Work to do:
Rewrite the listing below, swapping every "per instance" for "for each instance" and keeping everything else the same.

>> begin Dataset rows

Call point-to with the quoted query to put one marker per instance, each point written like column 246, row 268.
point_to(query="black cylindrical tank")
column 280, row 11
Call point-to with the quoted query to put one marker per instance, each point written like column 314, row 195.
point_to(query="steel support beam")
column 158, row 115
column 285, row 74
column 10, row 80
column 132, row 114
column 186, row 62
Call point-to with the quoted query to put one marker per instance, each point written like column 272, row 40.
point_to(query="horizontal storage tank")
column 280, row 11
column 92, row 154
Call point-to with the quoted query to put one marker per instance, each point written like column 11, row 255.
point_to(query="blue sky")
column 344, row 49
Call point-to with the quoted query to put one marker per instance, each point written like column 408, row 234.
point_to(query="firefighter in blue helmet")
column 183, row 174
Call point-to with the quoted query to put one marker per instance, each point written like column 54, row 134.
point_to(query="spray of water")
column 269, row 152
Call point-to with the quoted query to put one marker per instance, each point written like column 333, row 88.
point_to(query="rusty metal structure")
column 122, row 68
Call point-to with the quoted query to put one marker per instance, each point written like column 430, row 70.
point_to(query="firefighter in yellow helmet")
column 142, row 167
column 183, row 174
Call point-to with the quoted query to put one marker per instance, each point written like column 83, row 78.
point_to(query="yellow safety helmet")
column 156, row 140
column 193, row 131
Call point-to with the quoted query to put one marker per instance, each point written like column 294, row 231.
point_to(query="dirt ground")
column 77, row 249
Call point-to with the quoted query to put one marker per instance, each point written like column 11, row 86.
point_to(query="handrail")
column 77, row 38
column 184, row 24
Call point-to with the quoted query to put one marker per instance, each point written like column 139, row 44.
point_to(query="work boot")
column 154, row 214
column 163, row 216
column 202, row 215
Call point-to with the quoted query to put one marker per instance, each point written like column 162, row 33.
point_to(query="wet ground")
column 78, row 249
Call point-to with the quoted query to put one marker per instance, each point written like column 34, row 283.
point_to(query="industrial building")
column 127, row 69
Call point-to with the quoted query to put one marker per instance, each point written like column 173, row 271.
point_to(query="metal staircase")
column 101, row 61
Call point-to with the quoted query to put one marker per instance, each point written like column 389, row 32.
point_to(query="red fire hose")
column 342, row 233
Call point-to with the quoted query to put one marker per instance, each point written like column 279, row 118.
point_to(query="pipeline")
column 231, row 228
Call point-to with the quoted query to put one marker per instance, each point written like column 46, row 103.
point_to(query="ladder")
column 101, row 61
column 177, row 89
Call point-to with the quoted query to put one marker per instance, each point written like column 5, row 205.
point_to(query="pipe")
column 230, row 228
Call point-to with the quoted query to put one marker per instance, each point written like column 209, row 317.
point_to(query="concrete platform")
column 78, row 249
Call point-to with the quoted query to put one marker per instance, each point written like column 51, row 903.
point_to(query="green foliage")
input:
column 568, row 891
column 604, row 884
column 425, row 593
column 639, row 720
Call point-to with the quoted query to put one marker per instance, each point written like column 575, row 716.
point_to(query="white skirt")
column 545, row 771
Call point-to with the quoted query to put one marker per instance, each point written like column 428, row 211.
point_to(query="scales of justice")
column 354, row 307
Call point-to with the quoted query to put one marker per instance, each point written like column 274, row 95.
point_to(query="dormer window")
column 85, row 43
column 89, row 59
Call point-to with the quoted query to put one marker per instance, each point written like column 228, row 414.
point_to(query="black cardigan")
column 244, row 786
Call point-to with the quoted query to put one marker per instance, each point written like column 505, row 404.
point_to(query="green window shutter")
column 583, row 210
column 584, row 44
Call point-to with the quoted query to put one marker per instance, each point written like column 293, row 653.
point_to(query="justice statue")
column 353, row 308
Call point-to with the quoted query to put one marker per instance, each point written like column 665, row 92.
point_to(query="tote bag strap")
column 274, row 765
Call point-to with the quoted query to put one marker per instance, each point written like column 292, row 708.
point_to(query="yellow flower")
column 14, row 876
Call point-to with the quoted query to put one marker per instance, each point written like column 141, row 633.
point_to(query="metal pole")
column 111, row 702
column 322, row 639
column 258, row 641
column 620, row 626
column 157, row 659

>> end Dataset rows

Output of the task:
Call point-to with the quoted query to put one marker for each instance, each point written like column 246, row 268.
point_to(query="black cylindrical tank")
column 280, row 11
Call point-to with the quoted query to put one marker for each instance, each point written like column 314, row 195.
point_to(query="steel support beam")
column 158, row 115
column 285, row 74
column 10, row 80
column 132, row 114
column 186, row 62
Call point-to with the quoted query to put one marker for each instance, each point written like column 272, row 40.
point_to(query="horizontal storage tank")
column 280, row 11
column 92, row 154
Call point-to with the quoted query to put one marker for each instance, each point written like column 11, row 255.
point_to(query="blue sky")
column 344, row 49
Call point-to with the quoted query to put one marker for each instance, each point written like column 408, row 234.
point_to(query="firefighter in blue helmet")
column 183, row 174
Call point-to with the quoted query to put one marker for each instance, each point written like column 54, row 134.
point_to(query="spray of water")
column 269, row 152
Call point-to with the quoted query to put one marker for each instance, each point written like column 333, row 88.
point_to(query="rusty metal structure")
column 122, row 68
Call point-to with the quoted query to put one marker for each instance, each point written like column 430, row 70.
point_to(query="firefighter in yellow helmet")
column 142, row 167
column 183, row 174
Call point-to with the quoted query to put one marker for each instance, each point written like column 83, row 78.
point_to(query="yellow safety helmet")
column 156, row 140
column 193, row 131
Call point-to with the quoted query to put one marker for each instance, each point written like column 294, row 231.
point_to(query="dirt ground")
column 77, row 249
Call point-to with the quoted query to put one marker for each instance, each point written like column 11, row 86.
point_to(query="handrail")
column 77, row 38
column 184, row 24
Call point-to with the quoted query to put one marker for each instance, each point written like column 139, row 44.
point_to(query="work boot")
column 154, row 214
column 163, row 216
column 202, row 215
Call point-to with the quoted query to put one marker for each instance, each point written like column 162, row 33.
point_to(query="wet ground")
column 78, row 249
Call point-to with the quoted query to put one marker for each instance, each point written like column 34, row 283.
point_to(query="industrial building")
column 127, row 69
Call point-to with the quoted query to put one marker for each instance, each point written like column 173, row 271.
point_to(query="metal staircase")
column 101, row 61
Call point-to with the quoted query to put one marker for each instance, each point written like column 389, row 32.
point_to(query="red fire hose")
column 342, row 233
Call point-to with the quoted query to put one marker for each instance, each point written like column 279, row 118.
point_to(query="pipeline")
column 231, row 228
Call point-to with the quoted query to put one marker for each instance, each point written like column 46, row 103.
point_to(query="ladder")
column 101, row 61
column 177, row 89
Call point-to with the quoted query to put one marker for each instance, each point written like column 5, row 205.
point_to(query="pipe")
column 230, row 228
Call point-to with the quoted query to put one marker for each instance, each point written like column 209, row 317.
point_to(query="concrete platform")
column 78, row 249
Call point-to with the quoted query to put one marker for each instance, each point written like column 51, row 903.
point_to(query="green foliage")
input:
column 568, row 891
column 604, row 884
column 425, row 593
column 639, row 720
Call point-to with the quoted query to put one marker for each instance, each point written like column 575, row 716.
point_to(query="white skirt")
column 545, row 771
Call point-to with the quoted query to put one marker for each instance, each point written like column 428, row 211.
point_to(query="scales of justice")
column 354, row 307
Call point-to with the quoted query to put one marker for each instance, each point written like column 274, row 95.
point_to(query="dormer window")
column 85, row 43
column 89, row 59
Call point-to with the quoted query to put one marker for each instance, each point written like column 228, row 414.
point_to(query="black cardigan")
column 244, row 786
Call point-to with the quoted query to put one marker for each instance, each point written like column 505, row 404.
point_to(query="green window shutter")
column 583, row 210
column 584, row 44
Call point-to with the quoted query to put one marker for each instance, each point written like column 293, row 653.
point_to(query="justice statue")
column 353, row 308
Call point-to with the quoted query to put one marker for each instance, each point written like column 665, row 92.
point_to(query="tote bag strap")
column 274, row 765
Call point-to with the quoted query to put one marker for each instance, each point written like column 292, row 708.
point_to(query="yellow flower")
column 14, row 876
Call point-to with the quoted query to put one marker for each instance, each point written like column 141, row 633.
point_to(query="metal pole")
column 111, row 702
column 322, row 639
column 258, row 641
column 620, row 626
column 157, row 659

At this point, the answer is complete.